Requirements:
Show each line of the material below that contains the word "desert", copying every such line in full.
= = = = = = =
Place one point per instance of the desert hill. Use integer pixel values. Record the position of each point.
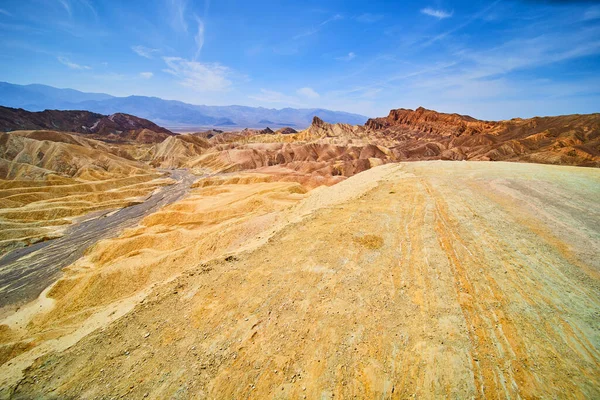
(352, 278)
(115, 127)
(171, 113)
(419, 279)
(426, 134)
(48, 178)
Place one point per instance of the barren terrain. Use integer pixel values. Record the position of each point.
(426, 279)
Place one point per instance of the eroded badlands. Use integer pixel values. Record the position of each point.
(426, 279)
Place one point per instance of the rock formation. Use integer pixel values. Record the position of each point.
(112, 128)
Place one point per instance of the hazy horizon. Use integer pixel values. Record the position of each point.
(491, 60)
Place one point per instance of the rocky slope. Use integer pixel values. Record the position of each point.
(48, 178)
(112, 128)
(424, 134)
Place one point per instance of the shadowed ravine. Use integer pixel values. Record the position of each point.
(26, 272)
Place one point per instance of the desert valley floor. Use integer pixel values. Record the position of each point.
(335, 262)
(426, 279)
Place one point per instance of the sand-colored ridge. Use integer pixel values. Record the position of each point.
(428, 279)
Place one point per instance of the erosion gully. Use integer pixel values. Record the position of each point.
(26, 272)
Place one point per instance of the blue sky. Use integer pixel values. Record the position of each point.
(492, 60)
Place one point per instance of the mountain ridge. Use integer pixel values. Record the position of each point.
(172, 113)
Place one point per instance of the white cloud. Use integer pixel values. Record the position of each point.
(592, 13)
(72, 65)
(199, 38)
(271, 96)
(202, 77)
(368, 18)
(317, 28)
(349, 57)
(308, 92)
(178, 15)
(440, 14)
(67, 6)
(143, 51)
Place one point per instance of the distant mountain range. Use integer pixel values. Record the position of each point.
(170, 113)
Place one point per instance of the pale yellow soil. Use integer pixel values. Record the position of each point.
(426, 279)
(31, 211)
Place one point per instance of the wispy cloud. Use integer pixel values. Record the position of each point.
(199, 38)
(202, 77)
(440, 14)
(481, 13)
(316, 29)
(368, 18)
(72, 65)
(351, 56)
(144, 51)
(178, 10)
(67, 6)
(591, 13)
(308, 92)
(272, 96)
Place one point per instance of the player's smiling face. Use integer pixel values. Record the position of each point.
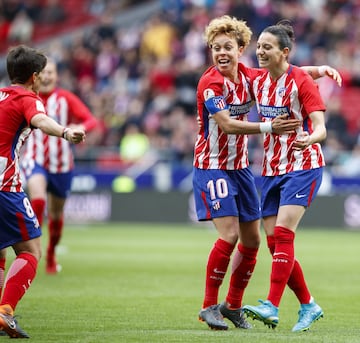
= = = = = = =
Final result:
Place one point per instance of the desert hill. Use integer pixel values. Record the position of each point.
Place one point per instance of the desert valley floor. Use integer pixel values. Record the position of each point.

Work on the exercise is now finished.